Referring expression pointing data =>
···
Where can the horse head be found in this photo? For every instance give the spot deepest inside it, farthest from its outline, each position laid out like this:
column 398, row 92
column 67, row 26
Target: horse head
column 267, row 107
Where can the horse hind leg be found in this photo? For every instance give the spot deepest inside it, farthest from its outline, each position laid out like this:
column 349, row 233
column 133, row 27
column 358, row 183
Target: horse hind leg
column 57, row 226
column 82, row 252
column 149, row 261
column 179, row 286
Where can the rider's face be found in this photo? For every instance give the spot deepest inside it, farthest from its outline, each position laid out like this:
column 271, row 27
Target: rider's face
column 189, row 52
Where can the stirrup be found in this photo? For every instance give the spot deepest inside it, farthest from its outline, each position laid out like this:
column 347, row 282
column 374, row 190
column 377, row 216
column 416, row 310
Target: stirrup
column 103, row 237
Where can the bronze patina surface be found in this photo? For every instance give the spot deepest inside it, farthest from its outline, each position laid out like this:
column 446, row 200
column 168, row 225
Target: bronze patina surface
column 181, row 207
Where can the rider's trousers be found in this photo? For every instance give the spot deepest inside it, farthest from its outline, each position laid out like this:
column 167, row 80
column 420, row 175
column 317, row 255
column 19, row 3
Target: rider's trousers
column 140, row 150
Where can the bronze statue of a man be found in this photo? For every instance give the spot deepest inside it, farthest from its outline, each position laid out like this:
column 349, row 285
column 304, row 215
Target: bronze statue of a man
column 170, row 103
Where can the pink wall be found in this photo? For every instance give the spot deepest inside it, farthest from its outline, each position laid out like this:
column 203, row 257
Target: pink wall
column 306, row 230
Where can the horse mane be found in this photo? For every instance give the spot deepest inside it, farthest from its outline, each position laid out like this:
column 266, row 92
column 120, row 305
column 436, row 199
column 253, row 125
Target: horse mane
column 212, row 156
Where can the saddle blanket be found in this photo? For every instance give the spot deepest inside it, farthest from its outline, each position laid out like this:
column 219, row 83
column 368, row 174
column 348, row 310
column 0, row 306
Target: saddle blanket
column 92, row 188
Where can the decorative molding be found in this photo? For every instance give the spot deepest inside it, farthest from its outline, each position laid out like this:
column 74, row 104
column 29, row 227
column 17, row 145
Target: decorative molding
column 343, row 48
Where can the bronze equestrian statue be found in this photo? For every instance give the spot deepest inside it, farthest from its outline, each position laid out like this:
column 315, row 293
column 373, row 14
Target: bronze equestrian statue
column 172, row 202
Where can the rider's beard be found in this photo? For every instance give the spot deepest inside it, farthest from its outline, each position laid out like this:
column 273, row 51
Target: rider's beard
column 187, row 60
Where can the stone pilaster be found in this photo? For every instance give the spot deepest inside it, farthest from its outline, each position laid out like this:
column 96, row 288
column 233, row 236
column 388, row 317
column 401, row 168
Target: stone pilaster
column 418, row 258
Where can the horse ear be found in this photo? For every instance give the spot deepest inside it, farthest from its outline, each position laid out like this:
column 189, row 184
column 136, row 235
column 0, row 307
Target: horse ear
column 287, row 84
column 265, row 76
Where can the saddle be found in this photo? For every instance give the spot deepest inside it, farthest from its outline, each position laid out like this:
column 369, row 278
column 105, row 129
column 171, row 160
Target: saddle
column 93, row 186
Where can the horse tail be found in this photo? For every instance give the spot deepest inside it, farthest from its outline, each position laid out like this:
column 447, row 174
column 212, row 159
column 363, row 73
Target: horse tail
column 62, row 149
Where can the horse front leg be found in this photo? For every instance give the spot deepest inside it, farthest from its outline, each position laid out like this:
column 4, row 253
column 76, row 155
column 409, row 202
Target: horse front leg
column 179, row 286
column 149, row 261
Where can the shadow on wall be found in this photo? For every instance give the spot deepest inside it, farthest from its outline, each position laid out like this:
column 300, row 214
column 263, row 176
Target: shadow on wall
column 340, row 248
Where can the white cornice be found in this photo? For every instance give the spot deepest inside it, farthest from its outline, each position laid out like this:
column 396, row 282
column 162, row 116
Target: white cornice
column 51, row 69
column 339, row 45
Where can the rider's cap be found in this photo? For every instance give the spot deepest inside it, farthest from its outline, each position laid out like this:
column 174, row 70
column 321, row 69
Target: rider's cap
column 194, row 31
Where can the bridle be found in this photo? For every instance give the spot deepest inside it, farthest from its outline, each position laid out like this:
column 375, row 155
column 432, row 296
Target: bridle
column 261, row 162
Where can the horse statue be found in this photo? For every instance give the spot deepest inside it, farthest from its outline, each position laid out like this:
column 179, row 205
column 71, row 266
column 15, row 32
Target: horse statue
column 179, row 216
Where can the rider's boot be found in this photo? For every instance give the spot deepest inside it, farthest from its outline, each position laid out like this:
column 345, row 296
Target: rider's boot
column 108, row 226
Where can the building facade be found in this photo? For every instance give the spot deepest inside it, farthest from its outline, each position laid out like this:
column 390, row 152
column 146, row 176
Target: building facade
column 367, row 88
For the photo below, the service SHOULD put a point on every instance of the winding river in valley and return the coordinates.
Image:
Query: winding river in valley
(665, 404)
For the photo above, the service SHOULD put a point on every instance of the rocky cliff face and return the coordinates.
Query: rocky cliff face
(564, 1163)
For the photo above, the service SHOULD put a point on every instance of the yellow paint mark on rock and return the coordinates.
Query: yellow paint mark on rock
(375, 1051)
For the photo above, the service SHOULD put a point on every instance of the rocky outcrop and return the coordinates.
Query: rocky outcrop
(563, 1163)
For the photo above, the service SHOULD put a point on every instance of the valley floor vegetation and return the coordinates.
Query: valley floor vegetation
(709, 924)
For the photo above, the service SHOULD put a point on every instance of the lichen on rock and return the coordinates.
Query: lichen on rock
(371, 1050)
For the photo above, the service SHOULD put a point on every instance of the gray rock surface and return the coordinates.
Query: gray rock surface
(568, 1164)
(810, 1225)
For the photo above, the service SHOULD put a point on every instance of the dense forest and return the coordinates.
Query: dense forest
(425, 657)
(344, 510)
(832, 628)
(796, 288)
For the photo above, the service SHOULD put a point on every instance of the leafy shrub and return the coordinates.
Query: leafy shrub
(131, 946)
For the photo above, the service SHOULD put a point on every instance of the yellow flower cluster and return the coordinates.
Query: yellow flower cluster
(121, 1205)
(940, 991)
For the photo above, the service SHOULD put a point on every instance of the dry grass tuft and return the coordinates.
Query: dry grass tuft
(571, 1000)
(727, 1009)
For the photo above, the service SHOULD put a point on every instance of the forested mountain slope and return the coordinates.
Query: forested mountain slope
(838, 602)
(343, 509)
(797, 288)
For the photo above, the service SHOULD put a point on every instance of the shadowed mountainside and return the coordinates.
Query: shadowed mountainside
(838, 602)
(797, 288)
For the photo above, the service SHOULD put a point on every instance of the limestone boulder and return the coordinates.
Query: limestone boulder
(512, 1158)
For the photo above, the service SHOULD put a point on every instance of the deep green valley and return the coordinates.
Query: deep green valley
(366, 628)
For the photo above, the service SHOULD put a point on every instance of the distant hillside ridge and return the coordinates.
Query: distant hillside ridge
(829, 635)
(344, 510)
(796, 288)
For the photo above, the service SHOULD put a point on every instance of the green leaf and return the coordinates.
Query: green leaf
···
Description of the task => Exactly as they appear above, the records are to be transcribed in full.

Output of the exercise =>
Where can the horse head be found in this photo? For every instance give the spot deepest inside it, farthest from its outline, each position laid out like this:
column 398, row 92
column 67, row 26
Target: horse head
column 267, row 107
Where can the horse hind leg be found in this photo? For every instance give the spot deepest inside it, farthest from its outline, each position laid out like this:
column 349, row 233
column 133, row 27
column 358, row 183
Target: horse hind leg
column 57, row 226
column 82, row 252
column 149, row 261
column 179, row 286
Where can the rider's face be found in this photo? For every instance give the spot deepest inside it, farthest from its outline, each position laid out like this:
column 271, row 27
Target: rider's face
column 189, row 52
Where can the stirrup be found in this photo? For every instance give the spot deepest inside it, farthest from its outline, each position laid out like this:
column 347, row 282
column 374, row 190
column 377, row 216
column 416, row 310
Target: stirrup
column 103, row 237
Where can the bronze patina surface be found in this photo? For every instance give the spot deepest inside it, farthest from its outline, each position laid out like this:
column 446, row 200
column 168, row 225
Target: bronze patina surface
column 181, row 207
Where can the rider's trousers be found in this photo? For every instance give the spot deepest inside it, farthest from its outline, each position laid out like this:
column 167, row 80
column 420, row 175
column 317, row 255
column 19, row 3
Target: rider's trousers
column 140, row 150
Where can the bronze statue of a man be found in this photo? For every instance give the spot deepest inside it, farthest from its outline, each position laid out like this:
column 349, row 285
column 304, row 215
Target: bronze statue of a man
column 170, row 103
Where can the pink wall be found in this photo? For every instance give the spot deepest inside it, farthest from its outline, each position laid out like this:
column 203, row 257
Target: pink wall
column 306, row 230
Where can the horse mane be found in this photo? For every instance give the spot deepest inside it, farthest from its outline, each position laid out like this:
column 266, row 92
column 120, row 305
column 436, row 199
column 253, row 125
Target: horse mane
column 212, row 156
Where can the saddle blanket be found in this photo? For every instance give the spot deepest inside it, farthest from its outline, each position laid out like this:
column 219, row 83
column 368, row 174
column 348, row 310
column 0, row 306
Target: saddle blanket
column 92, row 188
Where can the decorative molding be found in this photo? For every instance give the spot deepest inside it, farthest from its outline, each position laid out like this:
column 74, row 104
column 29, row 227
column 17, row 145
Target: decorative molding
column 343, row 48
Where can the bronze equestrian statue be found in this photo? For every instance give the spot deepest inside it, farthest from its outline, each position laid out like this:
column 315, row 293
column 373, row 14
Target: bronze equestrian statue
column 172, row 202
Where can the rider's beard be found in this photo? For every instance give the spot deepest inside it, farthest from its outline, each position laid out like this:
column 273, row 51
Target: rider's beard
column 187, row 60
Where can the stone pilaster be found in this photo? For every instance give the spot deepest inside it, farthest from its outline, each position laid out like this:
column 96, row 288
column 233, row 236
column 388, row 317
column 401, row 168
Target: stone pilaster
column 418, row 258
Where can the horse ear be found in this photo? For every instance give the spot deepest inside it, farthest from its outline, each position laid out like this:
column 189, row 184
column 136, row 235
column 0, row 307
Target: horse ear
column 287, row 84
column 265, row 76
Where can the saddle be found in this photo? For every instance give the spot deepest inside it, farthest from its outline, each position laid out like this:
column 369, row 278
column 105, row 129
column 171, row 160
Target: saddle
column 93, row 186
Where can the horse tail be found in this photo? For every instance give the spot deepest inside it, farthest from its outline, each position laid out like this:
column 447, row 174
column 212, row 159
column 363, row 73
Target: horse tail
column 62, row 149
Where can the horse front leg be found in this photo? For every instance give the spot deepest inside it, farthest from its outline, each position laid out like this:
column 4, row 253
column 76, row 155
column 409, row 202
Target: horse front leg
column 179, row 286
column 149, row 261
Where can the shadow on wall be found in this photo? For every instance give the spot deepest inside it, farthest from its outline, each position laid out like this:
column 300, row 214
column 263, row 176
Target: shadow on wall
column 340, row 248
Where can the white cornice be found in this photo? For every instance give the spot deepest inside it, farthest from its outline, each position laid out like this:
column 396, row 282
column 162, row 116
Target: white cornice
column 51, row 69
column 339, row 45
Where can the rider's cap be found in this photo? For every instance give the spot deepest inside it, farthest from its outline, each position laid out like this:
column 174, row 70
column 321, row 69
Target: rider's cap
column 194, row 31
Where can the bridle be found in this photo? For every instance give the spot deepest inside it, farthest from its outline, each position laid out like this:
column 375, row 155
column 432, row 296
Target: bridle
column 261, row 162
Where can the horse statue be found in this photo? For every instance give the spot deepest inside it, farthest from its outline, each position laid out like this:
column 179, row 205
column 71, row 266
column 15, row 32
Target: horse statue
column 179, row 216
Where can the rider's boot be found in this photo? For every instance give the spot deepest inside it, farthest from its outline, each position laid out like this:
column 345, row 296
Target: rider's boot
column 108, row 226
Where can the building facade be found in this photo? For every instance give the spot deepest inside it, farthest from its outline, each position laid out like this:
column 390, row 152
column 146, row 176
Target: building facade
column 367, row 88
For the photo below, the service SHOULD put a point on every instance of the winding river in valley and return the coordinates.
Image:
Query: winding river in valley
(665, 404)
For the photo above, the service SHOULD put a point on every instance of the rocky cliff face and return the coordinates.
Query: rocky cliff face
(564, 1163)
For the photo above, the service SHOULD put a point on every instance of the yellow paint mark on rock and return the coordinates.
Query: yellow paint mark on rock
(375, 1051)
For the photo above, the service SHOULD put a point on every instance of the rocky outcrop and return the coordinates.
Query: rocky outcrop
(563, 1163)
For the photo above, the service SHOULD put a point on every instance of the valley floor vegetation and return the coordinates.
Query: valley floor vegetation
(709, 924)
For the photo above, the service SHOULD put a point on every instance of the lichen on rock and return the coordinates.
Query: lichen on rock
(371, 1050)
For the photo above, the service SHOULD put a point on every instance of the gray rock surface and return the coordinates.
Query: gray rock surface
(568, 1164)
(810, 1225)
For the photo above, the service SHOULD put a point on every instance of the dense forest and return the coordinates.
Query: dense forest
(425, 657)
(344, 510)
(832, 628)
(796, 288)
For the photo above, the service SHOULD put a point on every instance of the leafy shrub and return the coordinates.
Query: leafy shrub
(131, 946)
For the photo above, the service SHOULD put a point on every instance of the yellow flower cluster and return the coordinates.
Query: yellow flower cluster
(121, 1205)
(940, 991)
For the photo above, the service SHOULD put a point on every instance of the dry grass tuft and return the coordinates.
Query: dry grass tuft
(571, 1000)
(727, 1009)
For the photo above, the service SHOULD put a point on every instance of the forested mountain slope and return the coordinates.
Query: forested mountain slope
(838, 602)
(343, 509)
(797, 288)
For the photo above, the service SHOULD put a point on every instance of the shadowed mountainside and return the coordinates.
Query: shadowed mountainside
(838, 602)
(797, 288)
For the photo above, the service SHOULD put a point on every instance of the limestone boulder and return the coordinates.
Query: limestone boulder
(512, 1158)
For the photo above, the service SHOULD put a point on every instance of the deep green valley and return the coordinates.
Query: deep green valley
(366, 628)
For the photo above, the service SHOULD put a point on every instance of the distant hillside ridge and return the coordinates.
Query: distant hillside ridge
(829, 635)
(344, 510)
(796, 288)
For the photo above, the service SHOULD put a point on every instance of the green leaf and return the coordinates.
Query: green leaf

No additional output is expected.